Given instruction a
In the interview, who answered the phone at the Teamsters Union Joint?

Text
NR: Can I ask you how do you feel about the term “activist artist”?

AB: At first I felt uncomfortable with that title, but only until I got arrested, on January 2011. [Bowers was arrested along with four other activists while participating in a tree-sitting protest in the city of Arcadia, on the outskirts of Los Angeles]. And I feel even more comfortable with the title after the Frieze campaign in 2013 [when the Labor union representatives opposed Frieze New York’s use of exclusively non-union labor, which allows them to pay their workers $15–18 an hour, compared to union wages of roughly $75/hour].

NR: Right, I remember the “Don’t Frieze Out New York Workers” poster you displayed in the Kaufmann Repetto booth. And I also remember people criticizing the fact that you were taking a stand against the fair while showing your work within it. What was your reaction to that?

AB: I remember that I found out about the union issue two days before the opening of the fair. So I called the Teamsters Union Joint, where Bernadette Kelly [who was running the campaign at Frieze at the time] answered. The first thing I said to her was ‘I have to pull my work out of there!’ and she said: ‘we are a labor organization, we want people to make a living, we want people to make money, we want people to have equality: you have to sell the work, that’s what we promote, you are an art worker!’

NR: That was probably the first time the movement felt they had a voice “on the inside”.

Given records
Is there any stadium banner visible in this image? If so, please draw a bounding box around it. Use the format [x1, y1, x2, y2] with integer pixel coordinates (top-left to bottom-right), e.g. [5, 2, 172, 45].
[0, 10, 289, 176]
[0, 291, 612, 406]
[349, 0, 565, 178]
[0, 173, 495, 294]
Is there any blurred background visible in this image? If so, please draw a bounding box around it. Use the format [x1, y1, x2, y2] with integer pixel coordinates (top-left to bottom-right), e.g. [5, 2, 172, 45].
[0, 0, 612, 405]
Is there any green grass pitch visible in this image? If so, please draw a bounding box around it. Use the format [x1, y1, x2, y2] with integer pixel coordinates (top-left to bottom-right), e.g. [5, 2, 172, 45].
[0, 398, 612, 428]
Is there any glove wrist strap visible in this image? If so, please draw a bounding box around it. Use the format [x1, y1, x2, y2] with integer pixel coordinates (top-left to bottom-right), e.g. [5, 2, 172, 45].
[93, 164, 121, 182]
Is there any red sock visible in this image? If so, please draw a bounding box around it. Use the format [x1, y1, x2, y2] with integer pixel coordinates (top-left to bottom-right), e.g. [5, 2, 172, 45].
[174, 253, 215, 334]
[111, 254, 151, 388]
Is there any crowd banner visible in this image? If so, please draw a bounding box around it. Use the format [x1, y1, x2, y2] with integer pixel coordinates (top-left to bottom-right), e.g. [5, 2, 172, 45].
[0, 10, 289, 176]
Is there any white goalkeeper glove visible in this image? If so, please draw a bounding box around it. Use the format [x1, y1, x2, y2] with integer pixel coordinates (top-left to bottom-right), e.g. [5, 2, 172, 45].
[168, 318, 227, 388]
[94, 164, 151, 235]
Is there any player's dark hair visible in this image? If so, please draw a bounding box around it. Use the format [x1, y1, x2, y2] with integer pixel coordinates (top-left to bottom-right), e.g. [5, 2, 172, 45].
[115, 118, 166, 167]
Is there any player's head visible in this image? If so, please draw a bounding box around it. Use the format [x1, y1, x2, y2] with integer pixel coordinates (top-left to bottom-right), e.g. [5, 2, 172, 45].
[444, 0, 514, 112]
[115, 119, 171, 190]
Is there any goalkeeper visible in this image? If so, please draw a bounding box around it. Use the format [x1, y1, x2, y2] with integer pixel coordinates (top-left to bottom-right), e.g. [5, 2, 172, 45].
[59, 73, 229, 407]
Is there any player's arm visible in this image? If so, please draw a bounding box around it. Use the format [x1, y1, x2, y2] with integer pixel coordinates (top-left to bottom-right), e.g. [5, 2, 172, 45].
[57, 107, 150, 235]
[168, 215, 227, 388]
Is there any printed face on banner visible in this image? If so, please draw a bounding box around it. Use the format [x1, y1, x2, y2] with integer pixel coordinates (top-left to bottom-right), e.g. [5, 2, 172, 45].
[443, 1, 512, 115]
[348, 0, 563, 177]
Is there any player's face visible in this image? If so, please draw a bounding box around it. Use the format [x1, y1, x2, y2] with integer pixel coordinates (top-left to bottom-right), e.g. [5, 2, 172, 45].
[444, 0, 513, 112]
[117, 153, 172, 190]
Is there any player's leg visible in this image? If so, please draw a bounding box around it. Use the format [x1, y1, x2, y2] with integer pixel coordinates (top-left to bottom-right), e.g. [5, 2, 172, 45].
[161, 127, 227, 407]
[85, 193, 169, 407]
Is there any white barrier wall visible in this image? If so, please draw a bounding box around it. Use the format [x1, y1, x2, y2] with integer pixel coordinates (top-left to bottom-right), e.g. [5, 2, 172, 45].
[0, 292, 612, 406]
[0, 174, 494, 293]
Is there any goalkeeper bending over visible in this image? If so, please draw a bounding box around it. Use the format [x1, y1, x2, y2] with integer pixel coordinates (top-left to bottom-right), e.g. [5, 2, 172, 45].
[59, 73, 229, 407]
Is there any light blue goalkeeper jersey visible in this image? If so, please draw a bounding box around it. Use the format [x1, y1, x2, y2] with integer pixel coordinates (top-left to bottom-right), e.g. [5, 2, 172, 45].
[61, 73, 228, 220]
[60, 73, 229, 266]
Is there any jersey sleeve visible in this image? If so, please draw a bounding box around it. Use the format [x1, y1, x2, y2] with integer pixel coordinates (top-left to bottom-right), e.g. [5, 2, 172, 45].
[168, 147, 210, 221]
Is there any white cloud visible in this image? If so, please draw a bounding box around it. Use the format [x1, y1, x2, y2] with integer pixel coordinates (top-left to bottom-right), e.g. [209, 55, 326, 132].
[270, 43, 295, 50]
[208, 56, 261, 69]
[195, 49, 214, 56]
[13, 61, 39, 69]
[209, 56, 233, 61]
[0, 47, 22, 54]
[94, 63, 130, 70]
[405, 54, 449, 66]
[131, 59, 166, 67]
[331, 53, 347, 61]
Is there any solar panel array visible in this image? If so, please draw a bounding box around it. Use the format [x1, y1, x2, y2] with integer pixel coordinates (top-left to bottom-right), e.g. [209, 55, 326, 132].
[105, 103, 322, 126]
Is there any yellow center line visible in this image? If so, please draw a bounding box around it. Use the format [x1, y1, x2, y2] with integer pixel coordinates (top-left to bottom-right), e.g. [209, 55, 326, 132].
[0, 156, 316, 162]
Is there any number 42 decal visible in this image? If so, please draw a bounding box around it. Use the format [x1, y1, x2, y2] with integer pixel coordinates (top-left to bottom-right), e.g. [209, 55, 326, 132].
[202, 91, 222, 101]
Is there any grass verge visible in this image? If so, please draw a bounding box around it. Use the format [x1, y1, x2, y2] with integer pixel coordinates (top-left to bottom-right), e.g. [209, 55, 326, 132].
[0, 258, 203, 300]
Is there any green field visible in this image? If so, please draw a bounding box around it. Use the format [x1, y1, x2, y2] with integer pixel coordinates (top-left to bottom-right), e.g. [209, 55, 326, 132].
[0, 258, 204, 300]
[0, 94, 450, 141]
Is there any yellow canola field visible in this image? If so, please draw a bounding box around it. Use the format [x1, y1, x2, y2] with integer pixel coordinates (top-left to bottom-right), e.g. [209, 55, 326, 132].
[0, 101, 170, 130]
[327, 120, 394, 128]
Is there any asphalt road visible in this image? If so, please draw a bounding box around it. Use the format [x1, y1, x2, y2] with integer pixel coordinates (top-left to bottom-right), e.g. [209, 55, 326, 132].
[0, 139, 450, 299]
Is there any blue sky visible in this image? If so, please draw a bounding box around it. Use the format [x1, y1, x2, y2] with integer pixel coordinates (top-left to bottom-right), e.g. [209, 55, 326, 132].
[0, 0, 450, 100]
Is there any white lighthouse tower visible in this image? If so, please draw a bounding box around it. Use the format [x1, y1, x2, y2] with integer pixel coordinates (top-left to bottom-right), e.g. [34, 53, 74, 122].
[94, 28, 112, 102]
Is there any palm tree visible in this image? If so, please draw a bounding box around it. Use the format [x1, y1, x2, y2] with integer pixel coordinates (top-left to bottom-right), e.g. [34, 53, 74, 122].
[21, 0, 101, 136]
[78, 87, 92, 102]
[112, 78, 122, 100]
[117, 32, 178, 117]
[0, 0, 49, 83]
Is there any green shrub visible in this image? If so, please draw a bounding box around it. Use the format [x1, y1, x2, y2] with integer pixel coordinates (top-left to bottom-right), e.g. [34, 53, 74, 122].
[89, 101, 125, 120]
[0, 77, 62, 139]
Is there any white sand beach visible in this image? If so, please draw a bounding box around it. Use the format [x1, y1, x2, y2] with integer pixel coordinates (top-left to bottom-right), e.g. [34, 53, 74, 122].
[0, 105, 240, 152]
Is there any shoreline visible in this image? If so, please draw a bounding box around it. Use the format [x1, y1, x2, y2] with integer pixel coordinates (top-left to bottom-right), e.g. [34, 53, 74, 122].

Given instruction b
Turn the part of the listing that opens with the line containing "Is there any white goalkeeper" and closes with the line containing "[348, 0, 563, 177]" into a two-column CSV with the header request,answer. Make one row per request, quote each field, and replace line breaks with spaces.

Reply a
Bernadette Kelly

Reply b
request,answer
"Is there any white goalkeeper glove visible in this image? If so, please draw a bounding box around it. Use the format [x1, y1, x2, y2] with integer pixel coordinates (top-left to bottom-right), e.g. [5, 2, 172, 45].","[168, 318, 227, 388] [94, 164, 151, 235]"
"Is there any player's dark hair visible in this image? If so, please draw a bounding box around it. Use the format [x1, y1, x2, y2] with integer pixel coordinates (top-left to bottom-right), e.g. [5, 2, 172, 45].","[115, 118, 166, 167]"
"Is there any player's head visible in this image? If so, please draw a bounding box around it. Use the format [x1, y1, x2, y2] with integer pixel coordinates (top-left to bottom-right), e.g. [5, 2, 172, 45].","[444, 0, 514, 112] [115, 119, 171, 190]"
"Is there any goalkeeper visible in this image? If so, please draw a bounding box around it. Use the format [x1, y1, x2, y2] with integer pixel coordinates (top-left to bottom-right), e.g. [5, 2, 172, 45].","[59, 73, 229, 407]"
"Is there any player's arm visible in this image? If so, please draw a bounding box around it. Use the format [x1, y1, x2, y2] with integer pixel coordinates (top-left to bottom-right), e.g. [5, 2, 172, 45].","[57, 107, 150, 235] [168, 215, 227, 388]"
"Is there any printed face on banner visible in this image? If so, please draw a bounding box around it. Use the format [x1, y1, x2, y2] with integer pixel coordinates (top-left to bottom-right), e.g. [5, 2, 172, 45].","[443, 1, 512, 115] [348, 0, 563, 177]"